-- begin Records supplied --

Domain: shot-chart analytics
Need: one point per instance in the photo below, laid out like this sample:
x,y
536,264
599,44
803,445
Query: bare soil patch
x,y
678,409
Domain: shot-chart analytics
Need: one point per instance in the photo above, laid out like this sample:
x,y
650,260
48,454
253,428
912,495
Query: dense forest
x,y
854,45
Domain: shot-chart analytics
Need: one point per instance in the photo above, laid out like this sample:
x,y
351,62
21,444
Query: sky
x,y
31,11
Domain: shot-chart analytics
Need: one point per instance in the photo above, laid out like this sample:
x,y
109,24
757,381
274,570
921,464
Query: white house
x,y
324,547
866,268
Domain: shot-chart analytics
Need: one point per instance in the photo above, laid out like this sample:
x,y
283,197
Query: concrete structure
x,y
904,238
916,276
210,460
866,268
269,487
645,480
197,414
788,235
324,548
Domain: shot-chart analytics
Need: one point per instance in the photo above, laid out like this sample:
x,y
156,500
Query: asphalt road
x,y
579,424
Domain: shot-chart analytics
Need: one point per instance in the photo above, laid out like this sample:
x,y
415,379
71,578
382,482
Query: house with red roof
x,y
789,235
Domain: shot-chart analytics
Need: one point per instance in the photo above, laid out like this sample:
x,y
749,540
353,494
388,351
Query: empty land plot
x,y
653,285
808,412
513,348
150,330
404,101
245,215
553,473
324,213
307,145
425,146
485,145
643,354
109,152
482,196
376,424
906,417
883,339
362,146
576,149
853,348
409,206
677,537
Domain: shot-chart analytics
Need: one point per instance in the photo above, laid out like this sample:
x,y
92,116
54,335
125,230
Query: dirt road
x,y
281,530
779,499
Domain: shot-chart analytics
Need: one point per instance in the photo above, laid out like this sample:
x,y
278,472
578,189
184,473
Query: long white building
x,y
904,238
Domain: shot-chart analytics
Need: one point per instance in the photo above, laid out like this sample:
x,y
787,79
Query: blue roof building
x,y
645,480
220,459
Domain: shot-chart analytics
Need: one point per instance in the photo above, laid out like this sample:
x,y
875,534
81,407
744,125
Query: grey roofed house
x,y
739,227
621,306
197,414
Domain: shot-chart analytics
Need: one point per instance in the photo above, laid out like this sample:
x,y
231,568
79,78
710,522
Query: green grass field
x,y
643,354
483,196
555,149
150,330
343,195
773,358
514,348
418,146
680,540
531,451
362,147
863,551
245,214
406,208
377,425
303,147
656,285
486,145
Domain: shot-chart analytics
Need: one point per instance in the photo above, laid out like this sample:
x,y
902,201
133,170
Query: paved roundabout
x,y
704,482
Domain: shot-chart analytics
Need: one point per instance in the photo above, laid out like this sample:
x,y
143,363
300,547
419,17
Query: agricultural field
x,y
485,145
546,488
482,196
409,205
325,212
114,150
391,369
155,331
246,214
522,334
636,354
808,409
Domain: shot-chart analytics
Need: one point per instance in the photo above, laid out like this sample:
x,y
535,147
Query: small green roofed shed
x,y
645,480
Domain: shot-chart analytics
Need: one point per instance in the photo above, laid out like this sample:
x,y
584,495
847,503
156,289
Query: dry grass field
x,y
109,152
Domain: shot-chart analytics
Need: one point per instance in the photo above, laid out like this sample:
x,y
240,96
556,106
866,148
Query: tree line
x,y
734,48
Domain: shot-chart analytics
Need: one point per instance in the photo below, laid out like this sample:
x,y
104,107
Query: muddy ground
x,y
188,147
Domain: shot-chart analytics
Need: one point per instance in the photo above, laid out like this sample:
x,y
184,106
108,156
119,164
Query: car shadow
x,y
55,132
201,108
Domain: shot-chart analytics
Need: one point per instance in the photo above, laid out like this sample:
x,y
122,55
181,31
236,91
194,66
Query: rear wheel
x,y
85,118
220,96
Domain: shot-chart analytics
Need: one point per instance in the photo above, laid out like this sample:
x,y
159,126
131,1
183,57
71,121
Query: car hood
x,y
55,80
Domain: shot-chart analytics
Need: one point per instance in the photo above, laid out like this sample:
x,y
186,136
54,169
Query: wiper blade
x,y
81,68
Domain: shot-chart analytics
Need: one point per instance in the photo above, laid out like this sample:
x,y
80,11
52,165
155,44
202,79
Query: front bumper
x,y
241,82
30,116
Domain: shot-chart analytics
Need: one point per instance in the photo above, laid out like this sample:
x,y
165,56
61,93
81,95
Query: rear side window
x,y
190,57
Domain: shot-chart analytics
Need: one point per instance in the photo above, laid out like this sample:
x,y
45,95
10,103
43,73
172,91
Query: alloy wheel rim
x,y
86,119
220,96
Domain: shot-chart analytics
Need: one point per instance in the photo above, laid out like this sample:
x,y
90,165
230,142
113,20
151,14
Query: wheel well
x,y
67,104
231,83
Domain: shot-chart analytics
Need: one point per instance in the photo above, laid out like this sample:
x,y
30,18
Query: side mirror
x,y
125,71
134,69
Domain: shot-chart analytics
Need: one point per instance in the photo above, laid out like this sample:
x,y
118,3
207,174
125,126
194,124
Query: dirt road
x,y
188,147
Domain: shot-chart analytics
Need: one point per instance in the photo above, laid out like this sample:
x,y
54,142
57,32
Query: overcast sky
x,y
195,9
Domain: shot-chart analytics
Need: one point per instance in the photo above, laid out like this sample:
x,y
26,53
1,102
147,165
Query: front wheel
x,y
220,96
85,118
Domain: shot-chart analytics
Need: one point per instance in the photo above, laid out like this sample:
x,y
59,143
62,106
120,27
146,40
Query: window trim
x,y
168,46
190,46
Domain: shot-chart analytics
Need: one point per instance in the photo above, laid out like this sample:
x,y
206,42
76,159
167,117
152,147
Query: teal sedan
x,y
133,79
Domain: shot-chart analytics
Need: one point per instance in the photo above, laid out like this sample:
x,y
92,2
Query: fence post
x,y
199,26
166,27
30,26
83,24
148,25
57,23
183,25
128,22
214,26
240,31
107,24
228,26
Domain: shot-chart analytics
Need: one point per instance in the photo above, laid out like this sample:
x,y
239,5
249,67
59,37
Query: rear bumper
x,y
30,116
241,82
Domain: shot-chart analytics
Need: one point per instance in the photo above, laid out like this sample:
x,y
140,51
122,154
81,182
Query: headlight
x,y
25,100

-- end Records supplied --

Transcribe the data. Leave every line exactly as it is.

Domain: shot-chart analytics
Need: one point per instance in the photo below, laid out like this sample:
x,y
536,264
599,44
803,445
Query: bare soil patch
x,y
678,409
Domain: shot-chart analytics
Need: one point per instance in the photo above, laid out like this sample:
x,y
650,260
48,454
253,428
912,495
Query: dense forest
x,y
854,45
Domain: shot-chart analytics
Need: one point per instance in the photo above, laid out like this sample:
x,y
351,62
21,444
Query: sky
x,y
31,11
Domain: shot-chart analytics
Need: one point per instance in the photo above, laid out like this sample:
x,y
109,24
757,381
274,570
921,464
Query: white house
x,y
324,547
866,268
Domain: shot-chart analytics
Need: one point per instance in the photo above, laid out like this sample:
x,y
283,197
Query: concrete structure
x,y
904,238
916,276
210,460
866,268
269,487
645,480
197,414
788,235
324,548
Domain: shot-chart analytics
Need: one point per instance in the photo above, laid out like this sample:
x,y
156,500
Query: asphalt road
x,y
579,424
Domain: shot-chart analytics
Need: one point per instance in the photo above, laid out like this sample:
x,y
415,379
71,578
382,482
Query: house with red roof
x,y
789,235
Domain: shot-chart analytics
Need: one point per instance in the photo above, laid out like this sample:
x,y
749,540
353,494
388,351
Query: empty land plot
x,y
653,285
808,412
513,348
150,330
404,101
245,215
553,473
324,213
307,145
425,146
485,145
643,354
109,152
482,196
376,424
906,417
883,339
362,146
576,149
853,348
409,206
677,537
Domain: shot-chart analytics
Need: one point per instance in the photo above, laid out like this sample:
x,y
92,116
54,335
125,230
Query: dirt road
x,y
281,530
779,499
Domain: shot-chart analytics
Need: one point per instance in the photo above, laid out like this sample:
x,y
278,472
578,189
184,473
Query: long white building
x,y
904,238
Domain: shot-chart analytics
Need: one point per instance in the photo above, laid out like this sample:
x,y
787,79
Query: blue roof building
x,y
645,480
220,459
Domain: shot-chart analytics
Need: one point per instance in the photo above, laid out like this sample:
x,y
875,534
81,407
744,125
Query: grey roofed house
x,y
739,227
621,306
197,414
Domain: shot-chart analytics
Need: one point per instance in the photo above, laid out like this sample:
x,y
231,568
79,78
710,522
Query: green grass field
x,y
643,354
483,196
555,149
150,330
343,195
773,358
514,348
418,146
680,540
531,451
362,147
863,551
245,214
406,208
377,425
303,147
656,285
486,145
Domain: shot-chart analytics
Need: one point per instance in the photo above, laid out like this sample:
x,y
902,201
133,170
Query: paved roundabout
x,y
704,482
Domain: shot-chart analytics
Need: one point per instance in the photo above, laid out like this sample:
x,y
143,363
300,547
419,17
Query: agricultural field
x,y
485,145
546,488
482,196
409,205
325,212
114,150
391,369
155,331
246,214
522,334
636,354
808,409
Domain: shot-chart analytics
Need: one point per instance in the photo above, laid out like this sample:
x,y
535,147
Query: small green roofed shed
x,y
645,480
Domain: shot-chart analytics
Need: one point per instance in the photo above, laid out like this sample:
x,y
584,495
847,503
156,289
Query: dry grass field
x,y
109,152
Domain: shot-chart analytics
Need: one point per instance in the photo above, laid out like this sample:
x,y
240,96
556,106
866,148
Query: tree line
x,y
734,48
Domain: shot-chart analytics
Need: one point per instance in the photo below, laid out like this sample:
x,y
104,107
Query: muddy ground
x,y
188,147
Domain: shot-chart analytics
Need: one point per instance in the photo above, laid out like this sample:
x,y
184,106
108,156
119,164
Query: car shadow
x,y
55,132
201,108
Domain: shot-chart analytics
Need: one point per instance in the photo above, laid out like this sample:
x,y
122,55
181,31
236,91
194,66
Query: rear wheel
x,y
85,118
220,96
Domain: shot-chart analytics
Need: one point per instance in the photo above, laid out like this sample:
x,y
159,126
131,1
183,57
71,121
Query: car hood
x,y
55,80
Domain: shot-chart analytics
Need: one point per instance in the photo above, laid out like this sample:
x,y
186,136
54,169
Query: wiper blade
x,y
81,68
Domain: shot-chart analytics
Need: one point per instance in the photo above, laid out like this sample:
x,y
80,11
52,165
155,44
202,79
Query: front bumper
x,y
241,82
30,116
Domain: shot-chart analytics
Need: one point per instance in the photo above, laid out like this sample:
x,y
165,56
61,93
81,95
Query: rear side window
x,y
190,57
Domain: shot-chart analytics
Need: one point per instance in the photo above, laid out like this sample:
x,y
45,95
10,103
43,73
172,91
Query: alloy wheel rim
x,y
86,119
220,96
Domain: shot-chart analytics
Need: one point per instance in the photo above, laid out like this sample:
x,y
90,165
230,142
113,20
151,14
Query: wheel well
x,y
67,104
231,83
Domain: shot-chart analytics
Need: one point per instance in the photo above, laid out like this sample:
x,y
30,18
Query: side mirror
x,y
125,71
134,69
Domain: shot-chart analytics
Need: one point per instance in the photo above, laid out like this sample:
x,y
118,3
207,174
125,126
194,124
Query: dirt road
x,y
188,147
Domain: shot-chart analytics
Need: one point per instance in the photo above, laid out like this sample:
x,y
54,142
57,32
Query: overcast sky
x,y
195,9
Domain: shot-chart analytics
Need: one point per instance in the photo above, laid out like this sample:
x,y
26,53
1,102
147,165
Query: front wheel
x,y
220,96
85,118
Domain: shot-chart analytics
Need: one point per instance in the photo above, laid out like this sample:
x,y
59,143
62,106
120,27
146,40
Query: window trim
x,y
168,46
190,46
Domain: shot-chart analytics
Need: one point per instance in the photo above, laid out like this sample:
x,y
206,42
76,159
167,117
152,147
Query: teal sedan
x,y
133,79
Domain: shot-chart analytics
Need: one point per instance in the photo above, laid out like this sample:
x,y
92,2
Query: fence post
x,y
199,26
166,27
30,26
83,24
148,25
57,23
183,25
128,22
214,26
240,31
107,24
228,26
Domain: shot-chart analytics
Need: one point per instance in the photo above, laid out like this sample:
x,y
239,5
249,67
59,37
Query: rear bumper
x,y
30,116
241,82
Domain: shot-chart analytics
Need: one point per instance in the photo above, laid out like this sample:
x,y
140,51
122,154
81,182
Query: headlight
x,y
25,100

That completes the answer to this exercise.